● Listed records:
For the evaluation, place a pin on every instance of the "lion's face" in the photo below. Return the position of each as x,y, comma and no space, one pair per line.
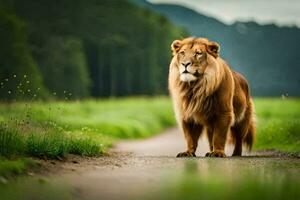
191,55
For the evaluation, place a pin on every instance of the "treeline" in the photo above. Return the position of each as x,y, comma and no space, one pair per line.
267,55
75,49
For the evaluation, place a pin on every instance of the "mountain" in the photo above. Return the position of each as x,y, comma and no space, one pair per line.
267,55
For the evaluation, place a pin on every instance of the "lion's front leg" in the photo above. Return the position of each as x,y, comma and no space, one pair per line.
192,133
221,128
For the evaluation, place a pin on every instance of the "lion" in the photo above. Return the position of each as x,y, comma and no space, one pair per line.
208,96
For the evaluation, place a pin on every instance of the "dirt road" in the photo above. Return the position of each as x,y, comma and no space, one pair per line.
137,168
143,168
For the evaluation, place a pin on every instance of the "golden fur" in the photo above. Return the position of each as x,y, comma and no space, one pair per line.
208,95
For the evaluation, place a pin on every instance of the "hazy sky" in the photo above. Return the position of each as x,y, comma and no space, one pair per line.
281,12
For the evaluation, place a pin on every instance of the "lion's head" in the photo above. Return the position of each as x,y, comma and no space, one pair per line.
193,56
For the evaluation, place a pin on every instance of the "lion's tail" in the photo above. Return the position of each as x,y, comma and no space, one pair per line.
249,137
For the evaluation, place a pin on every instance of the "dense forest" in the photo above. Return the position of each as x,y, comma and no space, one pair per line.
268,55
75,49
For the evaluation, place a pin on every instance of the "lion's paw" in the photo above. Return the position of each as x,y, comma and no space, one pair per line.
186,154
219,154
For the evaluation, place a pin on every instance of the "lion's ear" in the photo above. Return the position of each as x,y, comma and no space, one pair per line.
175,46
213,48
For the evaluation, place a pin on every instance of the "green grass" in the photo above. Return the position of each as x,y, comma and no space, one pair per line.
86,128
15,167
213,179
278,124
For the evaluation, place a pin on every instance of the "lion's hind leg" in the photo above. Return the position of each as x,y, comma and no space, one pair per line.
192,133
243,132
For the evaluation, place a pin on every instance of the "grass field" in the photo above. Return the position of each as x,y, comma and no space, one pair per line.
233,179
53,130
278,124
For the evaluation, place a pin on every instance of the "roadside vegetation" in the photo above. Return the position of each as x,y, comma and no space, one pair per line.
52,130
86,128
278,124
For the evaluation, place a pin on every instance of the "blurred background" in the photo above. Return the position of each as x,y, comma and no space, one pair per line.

---

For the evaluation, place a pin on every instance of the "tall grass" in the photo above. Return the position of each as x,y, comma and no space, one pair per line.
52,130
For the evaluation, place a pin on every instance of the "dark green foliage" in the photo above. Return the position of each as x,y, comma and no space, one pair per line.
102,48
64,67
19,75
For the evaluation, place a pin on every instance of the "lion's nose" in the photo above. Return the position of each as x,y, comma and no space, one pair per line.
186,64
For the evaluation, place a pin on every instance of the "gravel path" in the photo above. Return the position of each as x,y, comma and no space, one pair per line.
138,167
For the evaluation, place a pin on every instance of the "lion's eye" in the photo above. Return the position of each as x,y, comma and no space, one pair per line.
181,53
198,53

* * *

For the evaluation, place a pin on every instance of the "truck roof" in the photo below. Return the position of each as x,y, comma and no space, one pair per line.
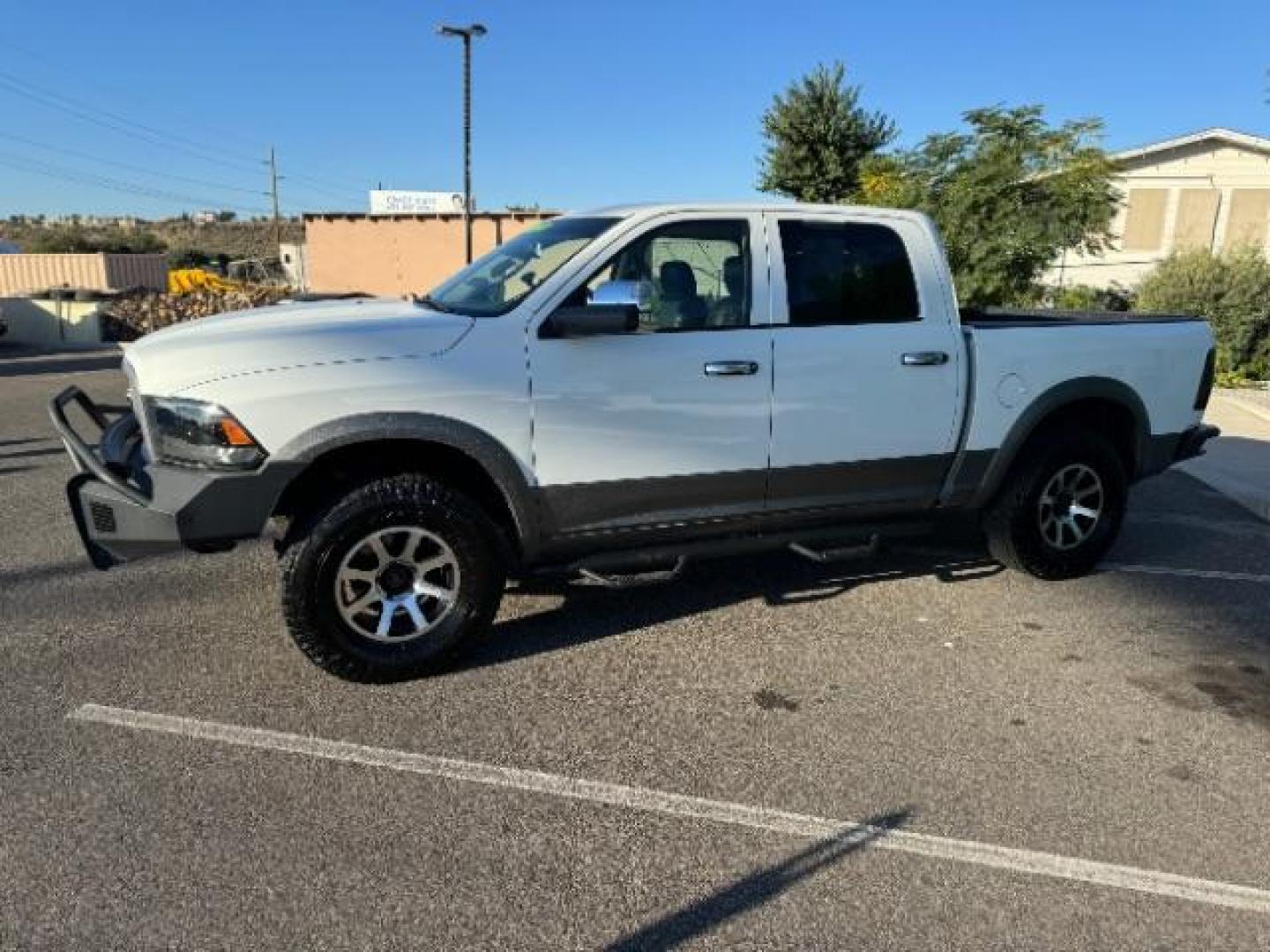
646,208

● What to do: Return every line of the listing above that contains the string "below", matching case exactly.

● Worked answer:
For the evaluation, place a pin on every instance of the "lion's face" in the photo below. Return the position of each as x,y, comma and no space, one pair per line.
For the evaluation, place a pin on every instance of the "truck roof" in the photo below. Return the position of each as x,y, comma and no space, one pair per line.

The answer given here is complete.